*Exercise 1*:
Answer these questions using the forum thread about interrupting a queue poll:
(a) In which class and on which lines does the poster say the interrupt is detected?
(b) With which Hazelcast version does the poster think the move to park/unpark came?
(c) In the test case, which kind of join configuration is turned off?
*Exercise 2*:
Put this sentence from the queue poll thread into Spanish: "This makes it tough to interrupt a queue polling thread."
*Exercise 3*:
Reproduce the passage of the queue poll thread starting at "Interrupt Before Queue" and ending at "with Hazelcast 3.7?".

*Selection*:
___

Interrupt Before Queue Poll Not Working

88 views
Skip to first unread message

Michael Pilone

unread,
Aug 2, 2016, 10:43:50 AM8/2/16
to haze...@googlegroups.com
I ran into an issue where interrupting a thread before doing a queue poll doesn't cause the poll operation to return immediately or throw an interrupted exception. From the best I can tell the interrupt is properly detected in AbstractInvocationFuture line 156 - 160 but the park() call is in an infinite for loop so after detecting the interrupt the loop just goes back to being parked. I didn't try interrupting from a separate thread but I suspect the same issue exists. This makes it tough to interrupt a queue polling thread.

Am I missing something or is this a bug introduced with the move to park/unpark with Hazelcast 3.7?

Thanks.

Here is a simple test case:

public static void main(String[] args) {

    Config config = new Config();
    config.getNetworkConfig().getJoin().getMulticastConfig().setEnabled(false);

    HazelcastInstance hz = Hazelcast.newHazelcastInstance(config);
    try {

      // Interrupt the thread.
      Thread.currentThread().interrupt();

      // Verify that park detects existing interrupt.
      System.out.println("Time before lock: " + System.currentTimeMillis());
      LockSupport.parkNanos(TimeUnit.MINUTES.toNanos(5));
      System.out.println("Time after lock: " + System.currentTimeMillis());

      // Interrupt the thread again.
      Thread.currentThread().interrupt();

      // Verify that queue poll detects existing interrupt.

___

*Supplied information*:
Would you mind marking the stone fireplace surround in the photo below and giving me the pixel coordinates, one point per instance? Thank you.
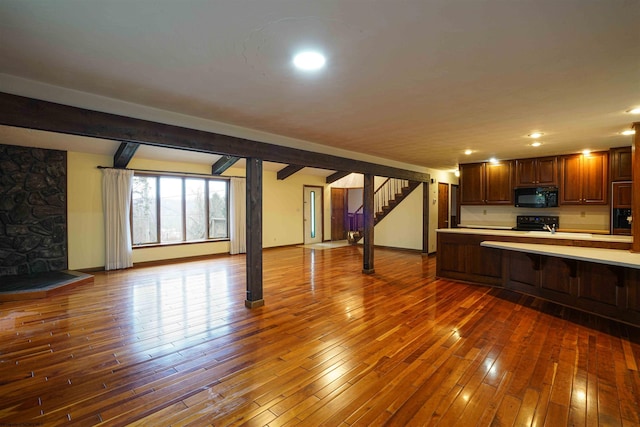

___

*Exercise result 1*:
(a) AbstractInvocationFuture, lines 156 - 160
(b) Hazelcast 3.7
(c) Multicast

*Exercise result 2*:
Esto hace que sea difícil interrumpir un hilo que sondea una cola.

*Exercise result 3*:
Interrupt Before Queue Poll Not Working

88 views
Skip to first unread message

Michael Pilone

unread,
Aug 2, 2016, 10:43:50 AM8/2/16
to haze...@googlegroups.com
I ran into an issue where interrupting a thread before doing a queue poll doesn't cause the poll operation to return immediately or throw an interrupted exception. From the best I can tell the interrupt is properly detected in AbstractInvocationFuture line 156 - 160 but the park() call is in an infinite for loop so after detecting the interrupt the loop just goes back to being parked. I didn't try interrupting from a separate thread but I suspect the same issue exists. This makes it tough to interrupt a queue polling thread.

Am I missing something or is this a bug introduced with the move to park/unpark with Hazelcast 3.7?